» DATASET ROWS
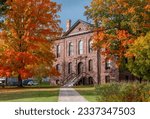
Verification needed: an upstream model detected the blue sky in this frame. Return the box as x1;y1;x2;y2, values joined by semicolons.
52;0;92;30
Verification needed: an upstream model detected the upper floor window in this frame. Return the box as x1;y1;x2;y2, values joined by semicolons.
69;42;73;56
88;39;93;53
56;64;61;72
78;40;83;55
68;62;72;74
89;60;93;71
56;45;60;57
105;75;110;83
105;60;112;69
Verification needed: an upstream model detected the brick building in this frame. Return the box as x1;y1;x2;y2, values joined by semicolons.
53;20;132;86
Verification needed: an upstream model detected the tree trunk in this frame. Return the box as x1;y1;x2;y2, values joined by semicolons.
5;77;8;86
139;77;142;83
18;74;23;87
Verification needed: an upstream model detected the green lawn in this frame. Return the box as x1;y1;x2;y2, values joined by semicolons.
0;88;59;102
74;86;97;102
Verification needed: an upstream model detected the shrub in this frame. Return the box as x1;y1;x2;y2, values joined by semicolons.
95;83;150;102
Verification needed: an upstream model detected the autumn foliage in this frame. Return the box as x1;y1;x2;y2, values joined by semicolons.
85;0;150;65
0;0;61;86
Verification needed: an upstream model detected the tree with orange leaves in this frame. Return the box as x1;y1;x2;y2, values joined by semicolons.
0;0;61;86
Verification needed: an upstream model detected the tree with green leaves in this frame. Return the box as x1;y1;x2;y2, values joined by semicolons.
85;0;150;79
85;0;150;62
126;32;150;80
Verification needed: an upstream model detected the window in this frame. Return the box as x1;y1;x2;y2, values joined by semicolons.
89;60;93;71
125;75;129;81
125;58;128;64
88;39;93;53
56;64;61;72
69;43;73;56
68;62;72;74
105;60;111;69
56;45;60;57
105;76;110;83
78;40;83;55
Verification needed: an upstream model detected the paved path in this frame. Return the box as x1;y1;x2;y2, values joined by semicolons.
58;88;87;102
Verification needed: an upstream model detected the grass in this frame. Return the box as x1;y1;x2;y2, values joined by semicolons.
74;86;97;102
0;87;59;102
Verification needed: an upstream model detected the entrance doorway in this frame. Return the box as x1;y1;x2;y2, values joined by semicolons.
78;62;83;75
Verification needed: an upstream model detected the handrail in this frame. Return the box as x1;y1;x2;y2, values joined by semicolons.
63;72;95;86
62;73;76;85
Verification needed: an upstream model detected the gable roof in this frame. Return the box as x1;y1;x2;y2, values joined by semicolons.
63;19;92;37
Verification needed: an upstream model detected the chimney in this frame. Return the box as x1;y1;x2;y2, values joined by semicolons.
66;19;71;31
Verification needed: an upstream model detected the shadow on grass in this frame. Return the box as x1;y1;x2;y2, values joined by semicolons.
0;89;59;102
75;86;97;102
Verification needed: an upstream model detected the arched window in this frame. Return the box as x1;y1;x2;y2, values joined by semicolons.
105;75;110;83
56;45;60;57
105;60;112;70
56;64;61;72
78;40;83;55
88;39;93;53
89;60;93;71
68;62;72;74
69;42;73;56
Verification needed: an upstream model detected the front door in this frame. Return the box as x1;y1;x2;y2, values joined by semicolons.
78;62;83;75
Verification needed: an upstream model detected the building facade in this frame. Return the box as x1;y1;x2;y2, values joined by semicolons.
53;20;134;85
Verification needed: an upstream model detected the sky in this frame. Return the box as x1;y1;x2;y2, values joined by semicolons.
52;0;92;30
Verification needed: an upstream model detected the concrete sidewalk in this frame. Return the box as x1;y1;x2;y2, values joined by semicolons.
58;88;88;102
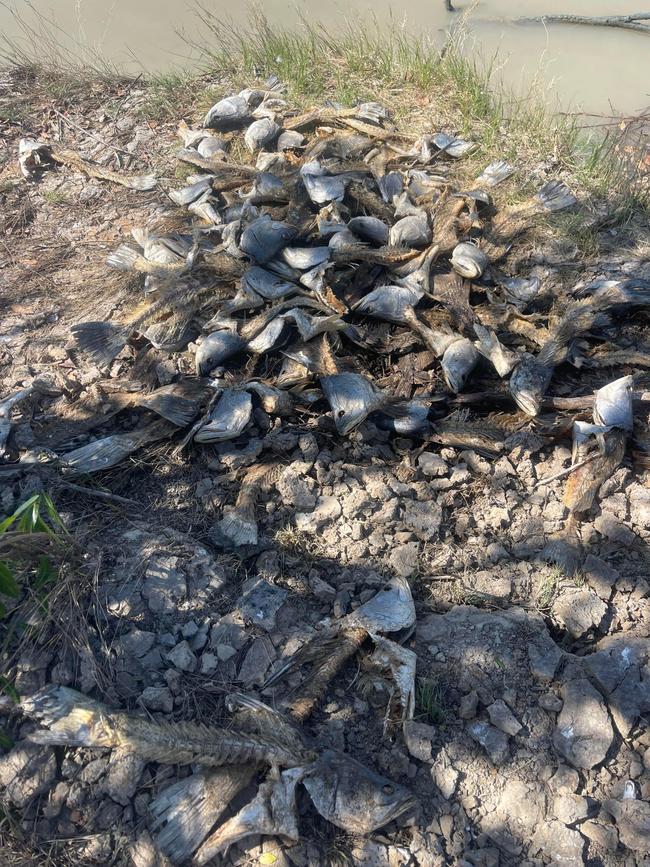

» TO DO
Reproduce every item above word for word, leaving out the pictures.

» TASK RESPONSE
Verification needed: an upstream model detected the blue sky in this frame. Return the box as x1;y1;x2;y2, values joined by semicolons.
52;0;92;30
Verification needed: an upstream model detected the upper floor window in this frame. Return the box as x1;y1;x2;y2, values joined by semicolons.
69;42;73;56
88;39;93;53
56;64;61;72
78;40;83;55
68;62;72;74
89;60;93;71
56;45;60;57
105;75;110;83
105;60;112;69
Verification needed: an upstream model detected the brick building in this frame. Return the box as x1;y1;x2;y2, values joined by semicolons.
53;20;132;86
Verification needed: an upstream model detected the tree trunk in this frame. Return the box as x1;y1;x2;y2, values joined by semicolons.
5;77;8;86
139;77;142;83
18;74;23;87
Verification needed: an upstream model detected the green lawn in this frame. Return the box as x1;y1;x2;y2, values joined by semicolons.
0;88;59;102
74;86;97;102
Verification needed: an upstream model detected the shrub in this frame. Return the box as x1;y1;x2;y2, values joined by semicolons.
95;83;150;102
Verification needed: an upstream model detected the autumn foliage in this frame. Return the box as x1;y1;x2;y2, values joined by semicolons.
85;0;150;65
0;0;61;86
Verification needed: an upstream model detected the tree with orange leaves in this frame. Return the box as x1;y1;x2;y2, values joined by semicolons.
0;0;61;86
Verification needed: an upstream model detected the tree with green leaves in this frame. Return the box as x1;y1;x2;y2, values joined by semicolons.
85;0;150;79
85;0;150;62
126;32;150;80
Verification needed: an upstream model detected the window in this frame. Return the box as x1;y1;x2;y2, values joined by semicolons.
89;60;93;71
125;75;129;81
125;58;128;64
88;39;93;53
56;64;61;72
69;43;73;56
68;62;72;74
105;60;111;69
56;45;60;57
105;76;110;83
78;40;83;55
Verification needed: an upstream model detected the paved path in this frame. Return the box as x1;y1;x2;y2, values joined by semicolons.
58;88;87;102
Verification needed: an upstream model detected the grass in this frame. Return the box as x1;y1;x2;y2, values joined by semicolons.
74;86;97;102
0;87;59;102
Verification needed: an upstream model detected the entrance doorway in this frame. Return the box as x1;y1;x2;y2, values joined by semicolons.
78;62;83;75
Verification needed: an upstream model detected the handrail in this frame. Return the box as x1;y1;x2;y2, values joined by semicolons.
63;72;95;86
62;73;76;85
Verification needed: an upstream model detected the gable roof in this frame. Return the box as x1;y1;x2;y2, values joined by semicolons.
63;19;92;37
Verification needed: an upstream model detected the chimney in this frame. Return the box as x1;y1;x2;y2, values joined by semicolons.
66;19;71;31
Verification needed: an upstream model detected the shadow on grass in this frame. Return the box as x1;y1;x2;y2, values joined by semicolons.
0;89;59;102
75;86;97;102
Verification needed: an upstream model detected the arched window in this frame. Return the box as x1;y1;x2;y2, values joined by semicolons.
105;75;110;83
56;45;60;57
105;60;112;70
56;64;61;72
78;40;83;55
88;39;93;53
89;60;93;71
68;62;72;74
69;42;73;56
Verification needed: an upstream model detected the front door in this frame. Return the box as x1;y1;x2;y2, values joined by semicolons.
78;62;83;75
Verification needed: an upstream model detected the building facade in this frame. Return the box as x1;y1;x2;y2, values joined by semicolons.
53;20;134;85
Verification needed: an upstream model detected the sky in this frame. Return the box as x1;y1;x2;y2, values joined by semicolons.
52;0;92;30
Verification needed: an upstream model detected the concrete sidewalk in this frame. Return the box as x1;y1;x2;y2, values joined by semicolons.
58;88;88;102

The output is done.